** BEGIN EXTRACTED RECORDS **
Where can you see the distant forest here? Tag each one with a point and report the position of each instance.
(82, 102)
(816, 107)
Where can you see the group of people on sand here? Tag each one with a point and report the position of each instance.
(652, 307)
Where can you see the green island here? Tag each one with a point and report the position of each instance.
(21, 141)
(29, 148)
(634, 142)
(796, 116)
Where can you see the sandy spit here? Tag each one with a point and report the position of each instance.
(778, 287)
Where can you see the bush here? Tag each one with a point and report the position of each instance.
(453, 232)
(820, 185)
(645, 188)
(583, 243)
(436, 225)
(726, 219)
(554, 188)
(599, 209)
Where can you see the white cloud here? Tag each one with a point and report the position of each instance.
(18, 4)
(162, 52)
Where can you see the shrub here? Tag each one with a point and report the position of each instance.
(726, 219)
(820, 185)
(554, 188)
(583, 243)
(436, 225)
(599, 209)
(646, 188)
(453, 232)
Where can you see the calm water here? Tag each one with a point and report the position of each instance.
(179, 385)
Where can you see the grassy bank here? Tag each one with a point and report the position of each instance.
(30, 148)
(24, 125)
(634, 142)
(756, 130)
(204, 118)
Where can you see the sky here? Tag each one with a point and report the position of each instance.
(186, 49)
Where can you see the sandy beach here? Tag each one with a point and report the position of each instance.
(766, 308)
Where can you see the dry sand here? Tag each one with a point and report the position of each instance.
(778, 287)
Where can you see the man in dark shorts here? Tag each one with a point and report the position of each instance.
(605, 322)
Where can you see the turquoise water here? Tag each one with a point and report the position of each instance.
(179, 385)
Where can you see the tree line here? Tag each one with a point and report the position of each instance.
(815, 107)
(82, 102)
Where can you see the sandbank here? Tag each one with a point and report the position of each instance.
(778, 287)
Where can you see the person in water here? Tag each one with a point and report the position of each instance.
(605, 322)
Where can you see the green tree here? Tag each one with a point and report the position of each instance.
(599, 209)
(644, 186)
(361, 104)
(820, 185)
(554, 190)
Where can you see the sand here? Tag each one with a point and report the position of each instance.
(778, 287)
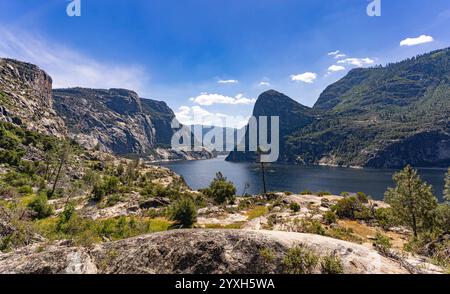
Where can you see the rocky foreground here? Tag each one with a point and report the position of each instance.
(192, 252)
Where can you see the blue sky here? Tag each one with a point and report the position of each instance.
(212, 58)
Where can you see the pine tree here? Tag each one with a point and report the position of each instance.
(412, 200)
(447, 186)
** END EXTRACTED RECORDS **
Please render the part of the items that opens with the line containing "Where can you see the pine" and runs through the last line of the items as a JSON list of strings, one string per line, with blank lines left out.

[TASK RESPONSE]
[
  "Where can you see the pine tree here? Tag each one with a point and report the position of each instance.",
  "(412, 200)",
  "(447, 186)"
]